* Задание A
Выпишите дословно отрывок из текста о театральном репертуаре, который начинается со слов, содержащих «Раньше каждый ставил», и заканчивается словами «здоровье. Удивительная безалаберность!».
* Задание B
Допишите текст о театральном репертуаре, начав сразу после его последнего предложения.

* Текст страницы
────────────────────

Учет и контроль внедрялся повсюду. В том числе и в искусстве.

Раньше каждый ставил что хотел, что считал нужным. Иногда конкурирующие труппы, игравшие в одном городе, договаривались о том, кто, что и когда будет ставить, чтобы не обрушивать друг другу сборы. Иногда, наоборот, ставили «под конкурента», чтобы переманить к себе публику. Но решение принимал антрепренер, или режиссер... «Проклятый царский режим», который, по утверждению большевиков, «забюрократизировал» всю страну, не додумался до театральных отделов при Министерстве просвещения и до утверждения репертуаров театрам. Прошла пьеса цензуру — ставьте на здоровье. Удивительная безалаберность!

────────────────────

* Показанные строки
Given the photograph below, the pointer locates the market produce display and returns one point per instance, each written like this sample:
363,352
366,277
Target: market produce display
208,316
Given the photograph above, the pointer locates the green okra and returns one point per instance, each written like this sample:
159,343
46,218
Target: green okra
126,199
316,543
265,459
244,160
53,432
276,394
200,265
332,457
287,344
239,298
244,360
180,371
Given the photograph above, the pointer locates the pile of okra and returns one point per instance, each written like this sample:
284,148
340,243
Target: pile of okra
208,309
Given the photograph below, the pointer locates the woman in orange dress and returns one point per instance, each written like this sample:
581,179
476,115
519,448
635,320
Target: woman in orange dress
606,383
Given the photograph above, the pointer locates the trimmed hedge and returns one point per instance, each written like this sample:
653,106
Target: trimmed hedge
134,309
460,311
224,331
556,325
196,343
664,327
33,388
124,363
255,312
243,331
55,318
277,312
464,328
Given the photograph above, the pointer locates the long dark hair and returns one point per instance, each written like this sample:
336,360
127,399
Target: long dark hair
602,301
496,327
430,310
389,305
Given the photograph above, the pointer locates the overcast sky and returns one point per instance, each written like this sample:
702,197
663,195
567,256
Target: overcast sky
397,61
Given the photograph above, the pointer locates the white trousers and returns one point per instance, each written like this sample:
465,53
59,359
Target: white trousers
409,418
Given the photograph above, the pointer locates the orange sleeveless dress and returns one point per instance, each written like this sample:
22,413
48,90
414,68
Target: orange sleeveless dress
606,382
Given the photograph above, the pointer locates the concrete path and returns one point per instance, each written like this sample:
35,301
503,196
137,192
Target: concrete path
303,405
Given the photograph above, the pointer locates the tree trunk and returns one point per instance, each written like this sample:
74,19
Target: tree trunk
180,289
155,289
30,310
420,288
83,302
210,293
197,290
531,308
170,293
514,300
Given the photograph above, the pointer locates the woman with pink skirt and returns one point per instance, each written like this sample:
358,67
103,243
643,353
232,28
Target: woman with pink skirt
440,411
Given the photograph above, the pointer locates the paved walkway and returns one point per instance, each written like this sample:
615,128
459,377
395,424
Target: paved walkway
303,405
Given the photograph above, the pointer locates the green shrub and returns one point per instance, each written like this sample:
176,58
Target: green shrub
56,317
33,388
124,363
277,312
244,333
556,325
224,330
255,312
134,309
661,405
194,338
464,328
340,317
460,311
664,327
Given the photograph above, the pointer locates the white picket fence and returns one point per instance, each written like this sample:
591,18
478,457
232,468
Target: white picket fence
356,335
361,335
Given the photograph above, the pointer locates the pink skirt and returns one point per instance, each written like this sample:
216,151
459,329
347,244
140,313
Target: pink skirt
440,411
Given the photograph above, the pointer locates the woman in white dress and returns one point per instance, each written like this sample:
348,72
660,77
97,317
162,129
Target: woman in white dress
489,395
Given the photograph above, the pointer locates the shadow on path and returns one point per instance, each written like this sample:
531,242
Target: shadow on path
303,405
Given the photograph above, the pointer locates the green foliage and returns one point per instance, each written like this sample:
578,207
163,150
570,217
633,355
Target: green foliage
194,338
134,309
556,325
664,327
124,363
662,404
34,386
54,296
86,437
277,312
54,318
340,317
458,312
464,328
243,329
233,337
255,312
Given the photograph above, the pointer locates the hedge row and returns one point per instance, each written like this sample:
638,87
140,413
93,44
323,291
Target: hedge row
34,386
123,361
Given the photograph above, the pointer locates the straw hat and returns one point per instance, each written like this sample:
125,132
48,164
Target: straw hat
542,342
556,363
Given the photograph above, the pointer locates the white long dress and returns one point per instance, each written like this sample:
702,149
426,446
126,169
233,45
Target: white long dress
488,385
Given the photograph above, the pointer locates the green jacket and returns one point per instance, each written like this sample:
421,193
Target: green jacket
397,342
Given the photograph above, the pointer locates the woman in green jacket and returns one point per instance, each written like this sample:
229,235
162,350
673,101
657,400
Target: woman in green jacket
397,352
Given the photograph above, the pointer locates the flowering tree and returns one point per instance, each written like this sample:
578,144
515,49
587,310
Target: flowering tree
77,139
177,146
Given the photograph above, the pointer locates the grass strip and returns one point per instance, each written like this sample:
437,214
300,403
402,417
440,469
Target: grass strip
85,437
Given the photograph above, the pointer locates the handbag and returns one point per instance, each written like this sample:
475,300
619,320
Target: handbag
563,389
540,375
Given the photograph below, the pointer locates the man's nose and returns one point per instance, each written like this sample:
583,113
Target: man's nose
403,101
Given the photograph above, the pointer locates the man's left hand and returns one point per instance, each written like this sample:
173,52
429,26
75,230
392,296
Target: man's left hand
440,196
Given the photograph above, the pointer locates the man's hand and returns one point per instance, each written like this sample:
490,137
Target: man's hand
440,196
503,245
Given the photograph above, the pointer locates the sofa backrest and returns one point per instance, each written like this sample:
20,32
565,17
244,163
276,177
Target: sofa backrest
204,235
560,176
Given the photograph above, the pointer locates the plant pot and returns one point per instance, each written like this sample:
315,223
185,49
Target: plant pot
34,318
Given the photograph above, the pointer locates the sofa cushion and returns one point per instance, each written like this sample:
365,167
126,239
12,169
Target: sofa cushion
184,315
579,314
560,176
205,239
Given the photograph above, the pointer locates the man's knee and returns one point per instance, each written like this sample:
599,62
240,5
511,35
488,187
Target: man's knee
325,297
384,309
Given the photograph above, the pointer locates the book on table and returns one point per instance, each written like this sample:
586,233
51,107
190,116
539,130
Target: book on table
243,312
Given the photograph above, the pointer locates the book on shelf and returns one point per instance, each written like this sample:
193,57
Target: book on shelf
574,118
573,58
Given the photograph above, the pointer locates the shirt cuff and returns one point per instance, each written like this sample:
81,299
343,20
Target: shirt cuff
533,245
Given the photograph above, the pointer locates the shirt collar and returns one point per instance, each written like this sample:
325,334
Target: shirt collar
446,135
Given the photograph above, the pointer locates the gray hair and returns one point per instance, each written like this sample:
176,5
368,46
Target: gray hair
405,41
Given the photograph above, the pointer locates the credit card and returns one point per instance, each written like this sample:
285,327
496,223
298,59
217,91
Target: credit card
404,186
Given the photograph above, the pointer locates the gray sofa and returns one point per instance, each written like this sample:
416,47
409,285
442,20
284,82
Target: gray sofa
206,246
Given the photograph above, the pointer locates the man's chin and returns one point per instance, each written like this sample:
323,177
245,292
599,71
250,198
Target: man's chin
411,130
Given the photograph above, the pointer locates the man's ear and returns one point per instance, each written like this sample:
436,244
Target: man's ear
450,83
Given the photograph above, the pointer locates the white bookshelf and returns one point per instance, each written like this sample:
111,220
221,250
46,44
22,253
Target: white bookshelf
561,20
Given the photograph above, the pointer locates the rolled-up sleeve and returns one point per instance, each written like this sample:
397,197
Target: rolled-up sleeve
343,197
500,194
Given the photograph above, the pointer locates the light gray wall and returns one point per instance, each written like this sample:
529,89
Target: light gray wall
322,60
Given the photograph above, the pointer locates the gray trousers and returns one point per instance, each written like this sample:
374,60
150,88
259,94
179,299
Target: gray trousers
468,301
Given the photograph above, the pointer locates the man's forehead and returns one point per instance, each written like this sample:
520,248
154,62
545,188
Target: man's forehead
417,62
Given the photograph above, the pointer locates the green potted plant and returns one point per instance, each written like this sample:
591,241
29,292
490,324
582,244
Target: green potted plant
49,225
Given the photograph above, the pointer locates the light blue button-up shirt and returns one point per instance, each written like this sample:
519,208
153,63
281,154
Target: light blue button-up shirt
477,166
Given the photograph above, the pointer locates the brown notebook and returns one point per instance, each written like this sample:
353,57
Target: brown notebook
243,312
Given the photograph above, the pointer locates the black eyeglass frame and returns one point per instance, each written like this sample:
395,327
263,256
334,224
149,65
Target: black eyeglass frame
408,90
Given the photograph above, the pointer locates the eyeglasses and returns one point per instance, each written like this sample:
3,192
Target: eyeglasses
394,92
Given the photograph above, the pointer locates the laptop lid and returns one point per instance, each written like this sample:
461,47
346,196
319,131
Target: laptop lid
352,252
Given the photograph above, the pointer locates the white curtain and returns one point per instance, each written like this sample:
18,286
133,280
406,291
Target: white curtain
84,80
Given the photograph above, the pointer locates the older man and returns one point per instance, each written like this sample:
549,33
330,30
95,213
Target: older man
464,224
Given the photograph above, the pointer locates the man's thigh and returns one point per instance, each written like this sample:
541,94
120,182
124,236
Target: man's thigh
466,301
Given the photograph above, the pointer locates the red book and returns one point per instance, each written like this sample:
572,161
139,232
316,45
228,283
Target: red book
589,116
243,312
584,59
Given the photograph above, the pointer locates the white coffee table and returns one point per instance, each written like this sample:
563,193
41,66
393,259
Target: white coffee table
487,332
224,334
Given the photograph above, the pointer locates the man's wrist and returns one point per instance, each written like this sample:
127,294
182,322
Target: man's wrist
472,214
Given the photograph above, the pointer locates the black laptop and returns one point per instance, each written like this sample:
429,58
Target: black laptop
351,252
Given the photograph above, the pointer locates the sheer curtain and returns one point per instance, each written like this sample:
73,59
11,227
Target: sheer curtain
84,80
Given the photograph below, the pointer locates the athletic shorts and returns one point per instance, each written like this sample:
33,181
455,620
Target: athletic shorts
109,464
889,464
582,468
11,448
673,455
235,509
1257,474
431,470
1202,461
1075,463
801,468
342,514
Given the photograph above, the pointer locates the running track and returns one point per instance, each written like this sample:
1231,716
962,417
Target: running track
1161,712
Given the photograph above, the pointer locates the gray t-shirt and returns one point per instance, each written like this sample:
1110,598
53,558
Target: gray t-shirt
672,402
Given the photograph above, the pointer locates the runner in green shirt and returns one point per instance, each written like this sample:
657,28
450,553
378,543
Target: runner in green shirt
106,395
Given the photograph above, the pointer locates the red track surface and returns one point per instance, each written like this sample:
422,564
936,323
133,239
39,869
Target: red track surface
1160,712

────────────────────

* Ответ A
Раньше каждый ставил что хотел, что считал нужным. Иногда конкурирующие труппы, игравшие в одном городе, договаривались о том, кто, что и когда будет ставить, чтобы не обрушивать друг другу сборы. Иногда, наоборот, ставили «под конкурента», чтобы переманить к себе публику. Но решение принимал антрепренер, или режиссер... «Проклятый царский режим», который, по утверждению большевиков, «забюрократизировал» всю страну, не додумался до театральных отделов при Министерстве просвещения и до утверждения репертуаров театрам. Прошла пьеса цензуру — ставьте на здоровье. Удивительная безалаберность!

* Ответ B
В 1929 году Александр Таиров почувствовал, что кредит доверия, отпущенный ему Советской властью, вот-вот иссякнет. Его покровитель (можно сказать, что и приятель) Анатолий Луначарский досиживал в кресле наркома просвещения последние дни. Осенью 1929 года Луначарский был смещен с поста, который он занимал двенадцать лет, с первого дня революции, и назначен председателем Ученого комитета при ЦИК СССР1. Для того, чтобы читателям была ясна степень понижения в должности, можно привести такое сравнение: это все равно, что мэра города назначить директором одной из городских библиотек. Вроде бы и руководящий пост, а реальной власти ноль.

Таирову часто доставалось и при Луначарском. За буржуазность, за безыдейность, за потакание обывательским вкусам... За что ему только не доставалось.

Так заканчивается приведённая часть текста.